What is needed >> Please copy out every line in the records below that includes the word "pixel".

[Records from a dataset]
━━━━━━

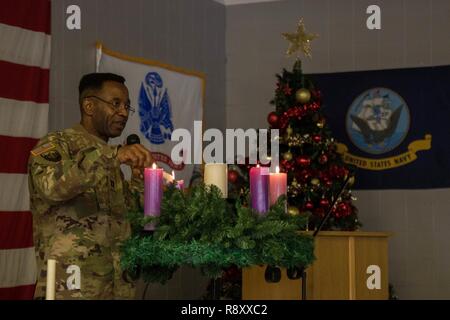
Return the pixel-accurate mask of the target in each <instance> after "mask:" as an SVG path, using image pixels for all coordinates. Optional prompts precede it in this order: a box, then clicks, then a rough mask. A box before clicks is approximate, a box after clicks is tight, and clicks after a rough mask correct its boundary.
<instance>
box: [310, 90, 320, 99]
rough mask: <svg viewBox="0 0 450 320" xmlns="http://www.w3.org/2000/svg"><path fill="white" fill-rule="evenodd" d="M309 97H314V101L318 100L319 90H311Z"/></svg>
mask: <svg viewBox="0 0 450 320" xmlns="http://www.w3.org/2000/svg"><path fill="white" fill-rule="evenodd" d="M311 95H312V96H313V97H314V100H320V99H321V98H322V93H321V92H320V90H311Z"/></svg>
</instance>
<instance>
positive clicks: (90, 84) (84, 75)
mask: <svg viewBox="0 0 450 320" xmlns="http://www.w3.org/2000/svg"><path fill="white" fill-rule="evenodd" d="M106 81H114V82H119V83H122V84H124V83H125V78H124V77H122V76H120V75H118V74H114V73H88V74H85V75H84V76H83V77H82V78H81V80H80V84H79V86H78V93H79V98H80V102H81V98H82V97H83V93H84V92H85V91H87V90H93V91H96V90H101V89H102V86H103V83H104V82H106Z"/></svg>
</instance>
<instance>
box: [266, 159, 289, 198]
mask: <svg viewBox="0 0 450 320" xmlns="http://www.w3.org/2000/svg"><path fill="white" fill-rule="evenodd" d="M286 189H287V174H286V173H280V168H279V167H278V166H277V168H276V172H275V173H271V174H270V178H269V194H270V197H269V198H270V205H273V204H275V202H277V200H278V197H279V196H281V195H283V194H286Z"/></svg>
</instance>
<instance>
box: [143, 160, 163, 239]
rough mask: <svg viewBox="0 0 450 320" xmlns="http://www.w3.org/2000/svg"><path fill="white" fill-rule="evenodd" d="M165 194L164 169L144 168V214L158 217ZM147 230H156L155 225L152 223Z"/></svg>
mask: <svg viewBox="0 0 450 320" xmlns="http://www.w3.org/2000/svg"><path fill="white" fill-rule="evenodd" d="M162 194H163V169H161V168H156V164H155V163H153V167H152V168H145V170H144V214H145V215H146V216H154V217H158V216H159V214H160V210H161V199H162ZM144 229H145V230H155V225H154V224H153V223H150V224H148V225H146V226H145V228H144Z"/></svg>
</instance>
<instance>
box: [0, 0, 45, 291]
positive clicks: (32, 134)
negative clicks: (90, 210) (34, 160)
mask: <svg viewBox="0 0 450 320" xmlns="http://www.w3.org/2000/svg"><path fill="white" fill-rule="evenodd" d="M0 42H1V44H2V45H1V46H0V299H31V298H32V297H33V294H34V285H35V281H36V259H35V253H34V247H33V232H32V230H33V229H32V224H33V223H32V215H31V212H30V204H29V193H28V177H27V161H28V156H29V154H30V150H31V149H32V148H33V147H34V146H35V145H36V143H37V141H38V139H39V138H40V137H42V136H44V135H45V134H46V133H47V129H48V108H49V105H48V101H49V76H50V70H49V68H50V47H51V46H50V45H51V38H50V1H49V0H2V3H1V8H0Z"/></svg>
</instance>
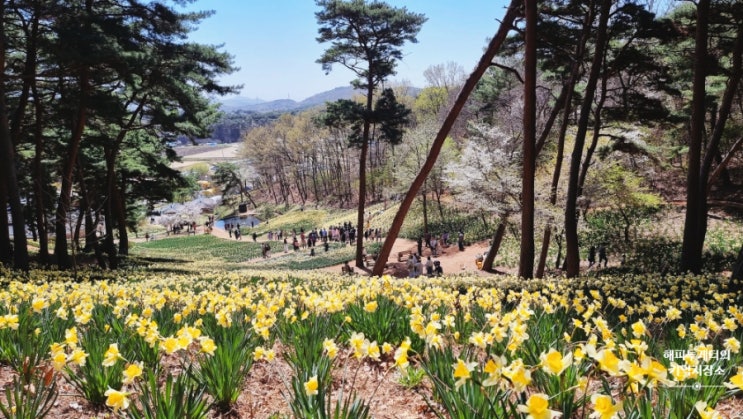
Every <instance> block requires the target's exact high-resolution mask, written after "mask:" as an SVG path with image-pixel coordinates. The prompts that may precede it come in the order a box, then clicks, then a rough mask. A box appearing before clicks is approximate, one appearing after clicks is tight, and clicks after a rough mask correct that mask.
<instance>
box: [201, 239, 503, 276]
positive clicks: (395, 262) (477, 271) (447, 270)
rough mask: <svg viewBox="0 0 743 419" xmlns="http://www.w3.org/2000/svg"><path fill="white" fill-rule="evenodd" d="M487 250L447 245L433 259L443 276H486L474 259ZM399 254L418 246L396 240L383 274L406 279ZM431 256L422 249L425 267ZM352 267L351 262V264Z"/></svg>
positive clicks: (352, 264)
mask: <svg viewBox="0 0 743 419" xmlns="http://www.w3.org/2000/svg"><path fill="white" fill-rule="evenodd" d="M211 234H212V235H213V236H215V237H219V238H221V239H225V240H235V239H234V237H232V236H230V234H229V233H228V232H227V231H226V230H224V229H222V228H217V227H215V228H213V229H212V232H211ZM242 239H243V240H251V238H250V235H249V234H246V235H244V236H243V237H242ZM488 248H489V245H488V243H487V242H486V241H483V242H477V243H473V244H471V245H469V246H465V248H464V250H462V251H460V250H459V248H458V247H457V245H456V244H454V245H449V246H448V247H445V248H443V249H441V250H440V252H439V255H438V257H436V258H434V259H437V260H439V261H440V262H441V268H442V269H443V270H444V273H445V274H448V275H451V274H457V273H471V274H472V273H474V274H482V275H486V274H487V273H485V272H482V271H480V270H478V269H477V266H476V265H475V259H476V258H477V256H478V255H482V254H483V253H484V252H487V251H488ZM400 252H413V253H417V252H418V245H417V244H416V242H415V241H414V240H408V239H397V240H395V244H394V245H393V246H392V252H390V258H389V260H388V261H387V268H386V269H385V271H384V273H385V274H389V275H392V276H396V277H407V276H408V268H407V262H399V261H398V253H400ZM429 255H431V251H430V249H426V248H424V249H423V262H424V265H425V260H426V258H427V257H428V256H429ZM351 265H352V266H353V262H352V263H351ZM341 266H342V264H339V265H334V266H328V267H325V268H320V269H319V270H321V271H325V272H331V273H341ZM355 271H356V272H357V273H359V274H361V275H368V272H367V271H364V270H361V269H358V268H356V269H355Z"/></svg>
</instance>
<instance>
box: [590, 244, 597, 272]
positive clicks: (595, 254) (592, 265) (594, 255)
mask: <svg viewBox="0 0 743 419" xmlns="http://www.w3.org/2000/svg"><path fill="white" fill-rule="evenodd" d="M595 263H596V246H594V245H591V247H590V248H589V249H588V267H589V268H590V267H591V266H593V265H594V264H595Z"/></svg>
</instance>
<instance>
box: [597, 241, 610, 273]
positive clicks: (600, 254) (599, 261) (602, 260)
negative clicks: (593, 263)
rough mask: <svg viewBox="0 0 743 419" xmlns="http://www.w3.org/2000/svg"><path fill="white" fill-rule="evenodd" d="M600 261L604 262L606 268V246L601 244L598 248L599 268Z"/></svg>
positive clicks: (604, 267) (605, 267) (606, 262)
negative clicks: (598, 247)
mask: <svg viewBox="0 0 743 419" xmlns="http://www.w3.org/2000/svg"><path fill="white" fill-rule="evenodd" d="M601 261H604V268H606V265H607V264H608V263H609V258H608V257H606V246H604V245H603V244H602V245H601V246H599V266H601Z"/></svg>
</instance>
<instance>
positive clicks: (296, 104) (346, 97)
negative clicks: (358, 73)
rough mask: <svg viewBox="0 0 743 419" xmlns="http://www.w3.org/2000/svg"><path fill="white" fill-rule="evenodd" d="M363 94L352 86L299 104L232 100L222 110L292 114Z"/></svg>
mask: <svg viewBox="0 0 743 419" xmlns="http://www.w3.org/2000/svg"><path fill="white" fill-rule="evenodd" d="M358 94H362V92H361V91H360V90H354V88H353V87H351V86H344V87H336V88H335V89H332V90H328V91H326V92H322V93H318V94H316V95H312V96H310V97H308V98H307V99H305V100H303V101H300V102H297V101H296V100H292V99H279V100H271V101H263V100H260V99H248V98H242V97H237V98H230V99H225V100H223V101H222V110H224V111H227V112H231V111H236V110H241V111H251V112H262V113H264V112H291V111H299V110H304V109H309V108H312V107H314V106H318V105H322V104H324V103H325V102H332V101H335V100H338V99H351V98H352V97H353V96H354V95H358Z"/></svg>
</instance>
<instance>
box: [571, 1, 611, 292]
mask: <svg viewBox="0 0 743 419" xmlns="http://www.w3.org/2000/svg"><path fill="white" fill-rule="evenodd" d="M611 3H612V2H611V0H602V1H601V12H600V13H599V25H598V29H597V34H596V51H594V57H593V62H592V63H591V72H590V74H589V77H588V81H587V83H586V87H585V93H584V96H583V103H582V104H581V109H580V115H579V116H578V127H577V132H576V135H575V144H574V146H573V147H574V148H573V152H572V154H571V158H570V177H569V179H568V194H567V198H566V203H565V245H566V254H565V262H566V267H567V276H568V277H569V278H574V277H576V276H578V274H579V273H580V256H579V249H578V211H577V210H578V208H577V204H578V177H579V175H580V163H581V159H582V157H583V146H584V145H585V142H586V133H587V131H588V121H589V118H590V115H591V108H592V106H593V97H594V94H595V92H596V85H597V84H598V80H599V76H600V75H601V70H602V63H603V61H604V59H603V57H604V51H605V50H606V43H607V38H608V36H607V26H608V22H609V15H610V11H611Z"/></svg>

━━━━━━

Exercise solution >>
Return the pixel-accurate mask of the target in each <instance> after "mask:" as an SVG path, using image pixels for all coordinates. Optional prompts precede it in this order: a box, then clicks, then a rough mask. A box before clicks is approximate, a box after clicks is tight, and clicks after a rough mask correct its boundary.
Every <instance> block requires the target's exact high-resolution mask, written after "mask:" as an SVG path with image-pixel coordinates. The prompts that may precede it come in the order a box, then clicks, then a rough mask. A box appearing before clicks is approximate, one appearing after clicks is tight, and clicks after a rough mask correct that mask.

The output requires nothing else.